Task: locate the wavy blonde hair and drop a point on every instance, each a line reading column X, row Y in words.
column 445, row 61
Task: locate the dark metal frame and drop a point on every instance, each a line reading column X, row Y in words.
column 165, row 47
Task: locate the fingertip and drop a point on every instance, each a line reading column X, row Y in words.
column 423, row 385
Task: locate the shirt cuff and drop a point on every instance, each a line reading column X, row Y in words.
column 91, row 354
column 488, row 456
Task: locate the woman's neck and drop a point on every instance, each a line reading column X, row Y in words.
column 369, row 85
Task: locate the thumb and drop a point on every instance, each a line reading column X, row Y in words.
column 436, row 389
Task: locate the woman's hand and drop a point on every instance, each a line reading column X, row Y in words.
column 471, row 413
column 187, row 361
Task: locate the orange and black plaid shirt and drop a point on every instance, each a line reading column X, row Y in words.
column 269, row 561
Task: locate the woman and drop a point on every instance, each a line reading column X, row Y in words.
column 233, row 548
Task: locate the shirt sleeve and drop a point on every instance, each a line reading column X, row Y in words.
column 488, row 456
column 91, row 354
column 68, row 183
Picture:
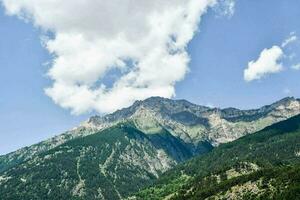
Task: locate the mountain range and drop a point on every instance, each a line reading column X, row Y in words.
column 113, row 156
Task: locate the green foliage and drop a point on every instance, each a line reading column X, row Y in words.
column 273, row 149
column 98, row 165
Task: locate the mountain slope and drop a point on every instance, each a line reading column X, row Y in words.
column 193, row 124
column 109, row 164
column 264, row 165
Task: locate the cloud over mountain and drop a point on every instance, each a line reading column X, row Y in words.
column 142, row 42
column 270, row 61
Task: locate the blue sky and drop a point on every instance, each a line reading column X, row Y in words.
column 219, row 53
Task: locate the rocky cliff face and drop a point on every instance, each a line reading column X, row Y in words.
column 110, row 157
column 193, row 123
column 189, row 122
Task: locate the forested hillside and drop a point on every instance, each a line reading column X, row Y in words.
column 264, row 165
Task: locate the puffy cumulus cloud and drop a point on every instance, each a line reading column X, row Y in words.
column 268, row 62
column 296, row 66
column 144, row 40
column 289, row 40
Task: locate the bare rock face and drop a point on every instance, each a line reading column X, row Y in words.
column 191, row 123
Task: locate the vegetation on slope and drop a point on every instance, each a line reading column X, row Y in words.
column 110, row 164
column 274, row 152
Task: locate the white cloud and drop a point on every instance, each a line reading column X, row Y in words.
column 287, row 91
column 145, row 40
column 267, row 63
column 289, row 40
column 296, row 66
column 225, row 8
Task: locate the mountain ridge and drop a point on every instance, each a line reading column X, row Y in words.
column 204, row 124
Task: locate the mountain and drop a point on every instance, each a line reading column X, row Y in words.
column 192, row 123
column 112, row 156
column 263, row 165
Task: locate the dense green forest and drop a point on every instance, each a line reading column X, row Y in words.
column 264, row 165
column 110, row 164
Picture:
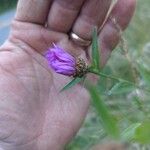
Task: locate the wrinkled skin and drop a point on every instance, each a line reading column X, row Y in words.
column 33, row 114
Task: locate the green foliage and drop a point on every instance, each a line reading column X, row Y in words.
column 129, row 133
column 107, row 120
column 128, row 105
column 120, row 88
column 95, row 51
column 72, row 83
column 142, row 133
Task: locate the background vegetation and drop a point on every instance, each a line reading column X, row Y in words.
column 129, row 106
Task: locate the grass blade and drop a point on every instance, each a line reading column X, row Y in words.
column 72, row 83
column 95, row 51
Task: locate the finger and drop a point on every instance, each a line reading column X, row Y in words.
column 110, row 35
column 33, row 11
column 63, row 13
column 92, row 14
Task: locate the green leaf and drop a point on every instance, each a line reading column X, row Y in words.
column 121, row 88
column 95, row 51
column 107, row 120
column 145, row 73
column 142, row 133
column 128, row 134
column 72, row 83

───

#### TASK DIRECTIONS
From the line containing "Task: locate the wrinkled" down to the end of the listing above, return each line exactly as it appears and nothing more.

#### TASK OUTPUT
Task: locate the wrinkled skin and drop a point on every instance, each a line reading column X, row Y in words.
column 33, row 114
Task: locate the green foliage and drop a point on every instance, each a line reading column X, row Y in words.
column 129, row 133
column 107, row 120
column 128, row 105
column 120, row 88
column 95, row 51
column 72, row 83
column 142, row 133
Task: locate the background vegetation and drop a point on every instance, each a line reading column X, row Y in words.
column 129, row 106
Task: locate the grass blade and drop a point on every instance, each a line reading column X, row Y in words.
column 72, row 83
column 95, row 51
Task: locate the finger and drop a point on every instance, each a line reading column X, row Y in words.
column 110, row 35
column 33, row 11
column 63, row 13
column 92, row 14
Task: locate the green leaf and drop a point on every instance, each a line reading column X, row Y in words.
column 121, row 88
column 95, row 51
column 107, row 120
column 145, row 73
column 142, row 133
column 128, row 134
column 72, row 83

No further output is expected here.